SET TASK:
The required result is the exact run of lines beginning at the one containing "point: microphone windscreen" and ending at the last line of the entries.

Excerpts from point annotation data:
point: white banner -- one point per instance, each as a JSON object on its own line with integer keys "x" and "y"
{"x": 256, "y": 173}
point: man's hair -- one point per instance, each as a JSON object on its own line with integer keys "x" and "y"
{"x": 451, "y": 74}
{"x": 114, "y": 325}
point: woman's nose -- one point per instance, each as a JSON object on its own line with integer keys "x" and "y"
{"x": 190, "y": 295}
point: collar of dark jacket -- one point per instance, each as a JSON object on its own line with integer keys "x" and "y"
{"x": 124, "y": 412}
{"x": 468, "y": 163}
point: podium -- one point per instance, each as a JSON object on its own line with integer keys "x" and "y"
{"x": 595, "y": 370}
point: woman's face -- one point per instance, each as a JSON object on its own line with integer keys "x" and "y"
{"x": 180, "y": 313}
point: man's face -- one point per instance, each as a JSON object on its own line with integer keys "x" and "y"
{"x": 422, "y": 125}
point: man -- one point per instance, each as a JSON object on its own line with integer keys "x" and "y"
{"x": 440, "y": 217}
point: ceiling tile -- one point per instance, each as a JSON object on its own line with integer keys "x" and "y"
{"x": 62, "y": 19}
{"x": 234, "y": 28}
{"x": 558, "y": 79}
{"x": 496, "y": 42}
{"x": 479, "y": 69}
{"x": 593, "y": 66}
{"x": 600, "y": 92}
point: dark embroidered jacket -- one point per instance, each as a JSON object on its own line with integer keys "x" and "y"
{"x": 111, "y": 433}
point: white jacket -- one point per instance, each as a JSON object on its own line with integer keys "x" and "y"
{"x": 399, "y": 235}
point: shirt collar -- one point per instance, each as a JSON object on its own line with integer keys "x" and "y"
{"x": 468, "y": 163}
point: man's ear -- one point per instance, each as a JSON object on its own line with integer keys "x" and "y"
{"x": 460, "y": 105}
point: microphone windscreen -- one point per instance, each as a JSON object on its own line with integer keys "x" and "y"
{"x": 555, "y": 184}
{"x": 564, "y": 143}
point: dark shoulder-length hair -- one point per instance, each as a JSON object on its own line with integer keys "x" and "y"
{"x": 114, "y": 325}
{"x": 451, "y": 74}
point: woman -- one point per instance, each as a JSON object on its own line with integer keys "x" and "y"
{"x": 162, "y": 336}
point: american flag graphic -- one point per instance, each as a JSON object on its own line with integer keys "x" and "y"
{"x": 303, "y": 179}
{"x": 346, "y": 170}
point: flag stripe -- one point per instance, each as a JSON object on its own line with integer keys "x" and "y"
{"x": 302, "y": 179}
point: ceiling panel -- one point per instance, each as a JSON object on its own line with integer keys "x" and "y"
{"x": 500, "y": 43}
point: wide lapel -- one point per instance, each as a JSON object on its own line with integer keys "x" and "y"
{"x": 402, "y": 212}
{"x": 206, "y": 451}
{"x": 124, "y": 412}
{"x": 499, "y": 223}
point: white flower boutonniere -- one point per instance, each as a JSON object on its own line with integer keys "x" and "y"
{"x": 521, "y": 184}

FULL ANSWER:
point: microphone windscreen -- one point per instance, each as a JSON object on its own line with integer keys "x" and "y"
{"x": 555, "y": 184}
{"x": 564, "y": 143}
point: dark shoulder-length hair -- one point per instance, each as a JSON object on its own line with integer keys "x" and "y"
{"x": 114, "y": 325}
{"x": 451, "y": 74}
point: woman -- one point per instance, each as a JSON object on its own line with integer keys "x" and "y"
{"x": 162, "y": 336}
point: american flag graphic -- one point per instance, each as a JSON object on its own line with integer keys "x" and "y"
{"x": 303, "y": 179}
{"x": 346, "y": 170}
point: flag stripe -- one point per instance, each as a JSON object on its own line with integer keys "x" and "y"
{"x": 302, "y": 179}
point: ceiling panel -- one point per instance, each as a JSON object on its own line with integer keys "x" and "y"
{"x": 500, "y": 43}
point: wide lapel -- one point per instance, each as a JSON object on its own line with integer keys "x" and "y"
{"x": 402, "y": 212}
{"x": 206, "y": 451}
{"x": 124, "y": 412}
{"x": 499, "y": 223}
point: white flower boutonniere -- one point per instance, each as a JSON object on its own line with integer keys "x" and "y"
{"x": 521, "y": 184}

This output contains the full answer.